Detection examples
****************

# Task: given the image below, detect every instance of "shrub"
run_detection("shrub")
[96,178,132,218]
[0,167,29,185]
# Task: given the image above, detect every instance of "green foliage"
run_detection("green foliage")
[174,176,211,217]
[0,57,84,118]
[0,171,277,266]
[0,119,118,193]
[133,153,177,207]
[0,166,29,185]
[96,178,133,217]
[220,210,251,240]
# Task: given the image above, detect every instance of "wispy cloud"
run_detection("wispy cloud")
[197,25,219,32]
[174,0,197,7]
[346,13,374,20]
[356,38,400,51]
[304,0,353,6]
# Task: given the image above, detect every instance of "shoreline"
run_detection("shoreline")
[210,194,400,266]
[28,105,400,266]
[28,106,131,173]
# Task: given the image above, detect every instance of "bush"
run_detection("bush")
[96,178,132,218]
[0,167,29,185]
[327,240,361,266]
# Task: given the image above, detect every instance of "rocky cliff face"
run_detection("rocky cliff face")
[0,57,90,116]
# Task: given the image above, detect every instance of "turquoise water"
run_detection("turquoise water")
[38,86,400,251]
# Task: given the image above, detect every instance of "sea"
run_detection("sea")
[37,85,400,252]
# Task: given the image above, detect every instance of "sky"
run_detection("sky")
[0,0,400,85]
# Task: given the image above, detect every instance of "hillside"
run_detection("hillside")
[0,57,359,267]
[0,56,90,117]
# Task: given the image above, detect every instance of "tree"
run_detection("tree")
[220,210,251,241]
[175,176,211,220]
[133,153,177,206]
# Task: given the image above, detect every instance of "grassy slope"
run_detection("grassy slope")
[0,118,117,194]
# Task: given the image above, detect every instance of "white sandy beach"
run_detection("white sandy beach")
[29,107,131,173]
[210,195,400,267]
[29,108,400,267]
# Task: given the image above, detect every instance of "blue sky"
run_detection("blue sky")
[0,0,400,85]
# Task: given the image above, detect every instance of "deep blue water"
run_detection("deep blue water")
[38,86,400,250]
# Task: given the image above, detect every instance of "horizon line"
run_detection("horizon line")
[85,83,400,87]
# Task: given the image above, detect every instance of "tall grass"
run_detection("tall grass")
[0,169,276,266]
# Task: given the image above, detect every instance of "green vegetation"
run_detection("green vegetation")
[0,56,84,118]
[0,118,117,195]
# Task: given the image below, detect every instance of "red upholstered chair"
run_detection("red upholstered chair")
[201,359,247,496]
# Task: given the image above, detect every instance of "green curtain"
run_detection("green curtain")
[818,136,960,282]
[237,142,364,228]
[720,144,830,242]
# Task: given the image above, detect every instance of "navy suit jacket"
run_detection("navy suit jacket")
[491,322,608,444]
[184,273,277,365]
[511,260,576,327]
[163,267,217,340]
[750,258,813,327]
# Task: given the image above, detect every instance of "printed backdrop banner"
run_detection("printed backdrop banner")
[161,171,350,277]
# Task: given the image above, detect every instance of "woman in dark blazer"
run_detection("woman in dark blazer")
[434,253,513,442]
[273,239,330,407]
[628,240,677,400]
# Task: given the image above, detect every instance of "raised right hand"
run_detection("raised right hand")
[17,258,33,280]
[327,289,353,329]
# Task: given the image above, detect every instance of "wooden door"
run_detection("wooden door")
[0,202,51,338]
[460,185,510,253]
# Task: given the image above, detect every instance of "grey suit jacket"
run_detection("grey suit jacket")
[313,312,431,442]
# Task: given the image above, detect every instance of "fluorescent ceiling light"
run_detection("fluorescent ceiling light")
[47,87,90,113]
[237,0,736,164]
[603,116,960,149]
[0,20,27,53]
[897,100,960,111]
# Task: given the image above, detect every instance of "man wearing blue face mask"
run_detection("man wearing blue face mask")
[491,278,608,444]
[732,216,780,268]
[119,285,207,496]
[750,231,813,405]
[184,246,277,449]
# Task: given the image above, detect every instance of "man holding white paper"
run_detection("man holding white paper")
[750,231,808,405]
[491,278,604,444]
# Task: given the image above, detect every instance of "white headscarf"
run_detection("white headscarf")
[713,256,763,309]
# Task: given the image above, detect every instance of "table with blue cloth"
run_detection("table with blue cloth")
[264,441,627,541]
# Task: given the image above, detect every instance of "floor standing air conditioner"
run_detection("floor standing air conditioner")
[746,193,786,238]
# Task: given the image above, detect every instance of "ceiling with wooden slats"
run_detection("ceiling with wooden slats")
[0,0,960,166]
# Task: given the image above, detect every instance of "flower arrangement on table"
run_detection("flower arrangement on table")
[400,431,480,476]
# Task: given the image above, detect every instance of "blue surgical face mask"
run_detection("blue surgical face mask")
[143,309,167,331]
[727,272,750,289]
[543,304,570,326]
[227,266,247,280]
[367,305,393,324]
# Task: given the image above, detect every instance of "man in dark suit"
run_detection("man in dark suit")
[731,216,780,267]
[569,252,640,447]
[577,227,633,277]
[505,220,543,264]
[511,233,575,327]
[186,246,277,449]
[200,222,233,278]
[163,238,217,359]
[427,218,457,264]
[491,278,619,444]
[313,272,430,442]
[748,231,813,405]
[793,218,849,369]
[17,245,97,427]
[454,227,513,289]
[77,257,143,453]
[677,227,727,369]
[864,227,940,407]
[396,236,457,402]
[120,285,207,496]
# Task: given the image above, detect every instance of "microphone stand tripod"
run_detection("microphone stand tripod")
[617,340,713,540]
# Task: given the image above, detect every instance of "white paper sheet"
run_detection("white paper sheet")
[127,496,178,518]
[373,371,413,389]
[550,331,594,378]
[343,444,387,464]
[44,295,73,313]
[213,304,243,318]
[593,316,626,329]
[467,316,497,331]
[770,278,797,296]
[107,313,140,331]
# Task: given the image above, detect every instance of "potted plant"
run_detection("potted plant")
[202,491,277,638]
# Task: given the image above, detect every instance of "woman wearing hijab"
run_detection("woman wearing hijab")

****************

## THE REQUEST
Copy all of the records above line for line, keeping every character unchanged.

## EXERCISE RESPONSE
# Task: given the image below, detect every instance of "shrub"
run_detection("shrub")
[96,178,132,218]
[0,167,29,185]
# Task: given the image above, detect every instance of "green foliage"
run_detection("green foliage")
[174,176,211,217]
[0,57,84,118]
[0,171,277,266]
[0,119,118,193]
[133,153,177,207]
[0,166,29,185]
[96,178,133,217]
[220,210,251,240]
# Task: given the image above, detect every instance of "wispy cloud"
run_detection("wispy cloud")
[197,25,219,32]
[174,0,197,7]
[346,13,374,20]
[356,38,400,51]
[304,0,353,6]
# Task: given the image above, detect every instance of "shoreline"
run_detection("shoreline")
[210,194,400,266]
[28,105,400,266]
[28,106,131,173]
# Task: given the image above, detect every instance of "bush"
run_detection("bush")
[96,178,132,218]
[0,167,29,185]
[327,240,361,266]
# Task: given the image above, detect every instance of "rocky cliff face"
run_detection("rocky cliff face")
[0,57,90,116]
# Task: given the image above, detect every instance of "turquoise water"
run_detection("turquoise water")
[38,86,400,251]
# Task: given the image above, detect every instance of "sea"
run_detection("sea")
[37,85,400,252]
# Task: given the image above, detect every instance of "sky"
run_detection("sky")
[0,0,400,85]
# Task: given the image above, detect every instance of "hillside"
run_detection("hillside")
[0,57,359,267]
[0,56,90,117]
# Task: given the image above, detect every instance of "tree"
run_detection("tree")
[220,210,251,241]
[175,176,211,220]
[133,153,177,206]
# Task: given the image above, detect every instance of "grassy slope"
run_detection("grassy slope")
[0,118,117,194]
# Task: given the image above, detect every instance of "white sandy beach"
run_detection("white sandy beach")
[29,107,131,173]
[210,195,400,267]
[29,108,400,267]
# Task: given the image above, detect every instance of "blue sky"
run_detection("blue sky")
[0,0,400,85]
# Task: given the image above, detect every instance of "deep blue water"
run_detection("deep blue water")
[38,86,400,250]
# Task: given the image above, detect every instance of "horizon line"
run_detection("horizon line")
[85,83,400,87]
# Task: given the image above, detect every instance of "tall grass"
run_detection("tall grass")
[0,169,276,266]
# Task: given the image above, detect every instance of "green vegetation"
run_detection("green vegetation")
[0,56,84,118]
[0,118,117,195]
# Task: given the image below, detect every instance of "red upholstered chair"
run_detection("red upholstered chair")
[201,359,247,496]
# Task: given the image above, detect every instance of "green curtain"
run_detection("green curtain")
[818,136,960,282]
[237,142,364,228]
[720,144,830,242]
# Task: given the image above, detect every instance of "navy suit jacket"
run_detection("navy suit jacket")
[491,322,608,444]
[184,273,277,365]
[511,260,576,327]
[163,267,217,340]
[750,258,813,327]
# Task: given the image above, detect every instance of "printed backdrop banner"
run_detection("printed backdrop banner")
[161,171,350,277]
# Task: given the image above, detect every instance of "woman in dark blazer"
run_detection("woman in dark blazer")
[434,253,513,442]
[273,239,330,407]
[628,240,677,400]
# Task: given the image above, detect every instance of "raised right hand"
run_detection("raised right hand")
[17,258,33,280]
[327,289,353,329]
# Task: given the image above, detect every instance of "wooden door"
run_detection("wooden door")
[0,202,51,338]
[460,185,510,253]
# Task: given the image above, detect every instance of "grey suit jacket"
run_detection("grey suit jacket")
[313,312,431,442]
# Task: given the image above, detect every instance of "fluorescent ceiling light"
run_detection("fluorescent ceiling light")
[47,87,90,113]
[237,0,736,164]
[603,116,960,149]
[0,20,27,53]
[897,100,960,111]
# Task: given the image above, detect every instance of "man wearing blue face mask"
run_detection("man wearing blue face mask")
[491,278,608,444]
[732,216,780,268]
[119,285,207,496]
[750,231,813,405]
[184,246,277,449]
# Task: given the image above, detect every instance of "man holding white paper"
run_detection("man holding white paper")
[750,231,808,405]
[491,278,604,444]
# Task: given the image above, detect every instance of "white headscarf"
run_detection("white headscarf")
[713,256,763,309]
# Task: given the image above, detect every instance of "table with blue cloth"
run_detection("table with blue cloth")
[264,441,627,541]
# Task: given the image above, detect every instance of "floor standing air conditioner"
run_detection("floor standing air conditioner")
[746,193,786,238]
# Task: given the image above, detect every instance of "ceiling with wooden slats"
run_detection("ceiling with wooden slats")
[0,0,960,166]
# Task: given the image above, detect every instance of "flower arrangement on table"
run_detection("flower arrangement on table")
[400,431,480,476]
# Task: given the image above, detect every instance of "blue surgical face mask"
run_detection("blue surgical face mask")
[143,309,167,331]
[727,272,750,289]
[543,304,570,326]
[227,266,247,280]
[367,305,393,324]
# Task: given the image above, detect every instance of "man in dark suit"
run_detection("man in dark suit")
[731,216,780,267]
[569,252,640,447]
[577,227,633,277]
[505,220,543,264]
[511,233,575,327]
[186,246,277,449]
[200,222,233,278]
[163,238,217,359]
[427,218,457,264]
[491,278,619,444]
[313,272,430,442]
[748,231,813,405]
[793,218,849,369]
[17,245,97,427]
[454,227,513,289]
[77,257,143,453]
[677,227,727,369]
[864,227,940,407]
[396,236,457,402]
[120,285,207,496]
# Task: given the image above, detect every instance of "microphone stand tripod"
run_detection("microphone stand tripod")
[617,340,713,540]
# Task: given the image above, detect every instance of "white paper sheet"
run_detection("white paper sheet")
[127,496,178,518]
[373,371,413,389]
[550,331,594,378]
[343,444,387,464]
[44,295,73,313]
[213,304,243,318]
[593,316,626,329]
[467,316,497,331]
[770,278,797,296]
[107,313,140,331]
# Task: given the image above, detect every instance of "potted plant"
run_detection("potted plant")
[202,491,277,638]
# Task: given the image above, detect every instance of "woman wearing hijab"
run_detection("woman wearing hijab")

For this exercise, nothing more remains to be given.